[START OF PAGE TEXT]
Thursday, 27 March 2014

Dark Thread by Pauline Chandler, reviewed by Dennis Hamley

On a general note, Dark Thread is a perfect example  of what happens when authors refuse to lie down and die. It was first published by OUP, a prestigious publisher if ever there was one. It was discarded as soon as it was seen that it was not going to be a roaring profitmaker even though it was a critical and artistic success.  So the process which so many authors have experienced and which at one time seemed irreversible will have been completed.

But the process is no longer irreversible, as Electric Authors - and others - have found out. Pauline Chandler is the latest author to join Authors Electric and she brings with her a wealth of high achievement which once, as her OUP experience shows, would have gone for nothing. She has thus joined a group of writers for whom such an experience is the story of their writing lives.

However, first of all, congratulations should go to the present print publisher, Five Leaves, a very interesting and enterprising small independent publisher based in the West Midlands, for reissuing a book which should not have gone out of print in the first place. Soon, Dark Thread will become an indie ebook as well as a print book and the transition will be complete.
[END OF PAGE TEXT]
[START OF RECORD EXTRACTS]
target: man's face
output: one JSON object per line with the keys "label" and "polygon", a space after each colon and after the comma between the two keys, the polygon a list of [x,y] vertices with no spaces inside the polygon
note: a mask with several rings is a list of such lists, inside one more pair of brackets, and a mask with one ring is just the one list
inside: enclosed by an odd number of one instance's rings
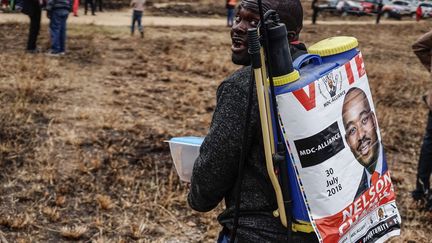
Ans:
{"label": "man's face", "polygon": [[231,29],[231,59],[237,65],[249,65],[247,30],[256,28],[260,20],[256,1],[243,0]]}
{"label": "man's face", "polygon": [[345,139],[351,152],[365,168],[374,170],[379,149],[376,121],[363,91],[354,90],[347,94],[342,117]]}

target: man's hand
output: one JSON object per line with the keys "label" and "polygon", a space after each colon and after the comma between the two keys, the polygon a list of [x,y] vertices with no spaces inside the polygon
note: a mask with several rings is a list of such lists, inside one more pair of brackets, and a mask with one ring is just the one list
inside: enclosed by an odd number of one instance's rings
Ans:
{"label": "man's hand", "polygon": [[432,111],[432,90],[429,90],[425,95],[423,95],[423,101],[429,110]]}

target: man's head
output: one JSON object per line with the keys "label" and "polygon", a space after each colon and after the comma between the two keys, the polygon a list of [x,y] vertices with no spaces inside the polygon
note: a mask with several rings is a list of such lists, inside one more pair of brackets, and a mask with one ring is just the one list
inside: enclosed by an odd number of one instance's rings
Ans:
{"label": "man's head", "polygon": [[[303,8],[300,0],[262,0],[263,11],[273,9],[279,14],[288,31],[288,40],[298,40],[303,27]],[[243,0],[231,29],[232,61],[238,65],[249,65],[247,30],[255,28],[260,20],[258,1]]]}
{"label": "man's head", "polygon": [[342,106],[342,120],[351,152],[372,173],[378,161],[379,141],[375,114],[363,90],[348,90]]}
{"label": "man's head", "polygon": [[378,209],[378,217],[379,217],[379,219],[384,218],[384,210],[382,208]]}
[END OF RECORD EXTRACTS]
• _TASK INSTRUCTIONS_
Retype the review of Dark Thread word for word, everything from "Dark Thread by" down to "their writing lives.". These records stand apart from the review of Dark Thread and are not part of it.

• _ANSWER IN FULL_
Dark Thread by Pauline Chandler, reviewed by Dennis Hamley

On a general note, Dark Thread is a perfect example  of what happens when authors refuse to lie down and die. It was first published by OUP, a prestigious publisher if ever there was one. It was discarded as soon as it was seen that it was not going to be a roaring profitmaker even though it was a critical and artistic success.  So the process which so many authors have experienced and which at one time seemed irreversible will have been completed.

But the process is no longer irreversible, as Electric Authors - and others - have found out. Pauline Chandler is the latest author to join Authors Electric and she brings with her a wealth of high achievement which once, as her OUP experience shows, would have gone for nothing. She has thus joined a group of writers for whom such an experience is the story of their writing lives.